* [What you should do]
Please give an exact copy of every line from the one holding "the carved battlement" through the final line of the records below.

[[ Dataset excerpts open ]]

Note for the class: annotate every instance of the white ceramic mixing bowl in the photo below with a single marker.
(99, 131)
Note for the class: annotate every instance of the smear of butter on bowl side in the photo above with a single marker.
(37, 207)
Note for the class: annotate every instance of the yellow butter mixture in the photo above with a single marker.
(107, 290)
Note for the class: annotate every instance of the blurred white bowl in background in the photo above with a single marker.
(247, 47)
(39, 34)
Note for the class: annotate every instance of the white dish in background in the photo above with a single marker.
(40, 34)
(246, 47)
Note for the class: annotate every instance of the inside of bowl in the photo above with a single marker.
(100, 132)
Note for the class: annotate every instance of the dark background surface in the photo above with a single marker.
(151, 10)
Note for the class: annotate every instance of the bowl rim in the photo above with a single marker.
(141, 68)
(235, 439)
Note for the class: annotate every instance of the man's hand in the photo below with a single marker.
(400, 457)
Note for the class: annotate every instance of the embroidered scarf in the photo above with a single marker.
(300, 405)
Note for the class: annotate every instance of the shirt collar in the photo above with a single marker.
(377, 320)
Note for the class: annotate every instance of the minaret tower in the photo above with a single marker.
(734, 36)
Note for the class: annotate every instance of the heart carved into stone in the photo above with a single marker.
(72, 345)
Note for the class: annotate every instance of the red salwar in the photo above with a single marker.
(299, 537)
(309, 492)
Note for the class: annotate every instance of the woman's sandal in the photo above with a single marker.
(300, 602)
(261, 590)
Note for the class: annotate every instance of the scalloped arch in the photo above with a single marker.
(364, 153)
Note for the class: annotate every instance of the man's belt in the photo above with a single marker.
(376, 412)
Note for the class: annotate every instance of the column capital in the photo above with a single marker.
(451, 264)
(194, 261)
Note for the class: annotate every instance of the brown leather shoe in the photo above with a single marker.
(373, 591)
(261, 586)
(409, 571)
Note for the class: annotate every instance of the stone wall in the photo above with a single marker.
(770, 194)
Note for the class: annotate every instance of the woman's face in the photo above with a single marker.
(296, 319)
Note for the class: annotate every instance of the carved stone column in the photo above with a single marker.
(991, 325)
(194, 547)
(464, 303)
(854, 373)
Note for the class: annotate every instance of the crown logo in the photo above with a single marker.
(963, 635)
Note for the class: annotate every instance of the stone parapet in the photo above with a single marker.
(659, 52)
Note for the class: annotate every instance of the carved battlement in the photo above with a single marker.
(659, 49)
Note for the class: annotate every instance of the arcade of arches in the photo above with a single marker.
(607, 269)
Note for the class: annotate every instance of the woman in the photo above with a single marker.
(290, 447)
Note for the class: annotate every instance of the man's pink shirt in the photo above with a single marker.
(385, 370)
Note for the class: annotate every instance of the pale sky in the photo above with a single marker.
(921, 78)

[[ Dataset excerpts closed ]]

* [Reply to the exercise]
Note for the class: annotate every instance of the carved battlement in the photo above with a single marker.
(659, 49)
Note for the class: annotate every instance of the arcade of arches in the photo above with a single marker.
(607, 269)
Note for the class: annotate every instance of the woman in the photo above with a single marker.
(290, 447)
Note for the class: annotate every instance of the man's pink shirt in the photo above with a single marker.
(385, 370)
Note for the class: annotate every instance of the pale sky in the photo above with a single marker.
(921, 78)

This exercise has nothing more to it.